→ **INSTRUCTION**:
Write out each of the following records word for word, keeping every line unchanged.

→ **RECORDS TO PROCESS**:
┌────────
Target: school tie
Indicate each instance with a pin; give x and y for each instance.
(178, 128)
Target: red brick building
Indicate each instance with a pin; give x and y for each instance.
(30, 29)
└────────
→ **EXPECTED OUTPUT**:
Target: school tie
Indicate each instance with a pin; give x and y for each instance.
(178, 128)
Target: red brick building
Indicate each instance with a pin; give x and y for each instance.
(30, 29)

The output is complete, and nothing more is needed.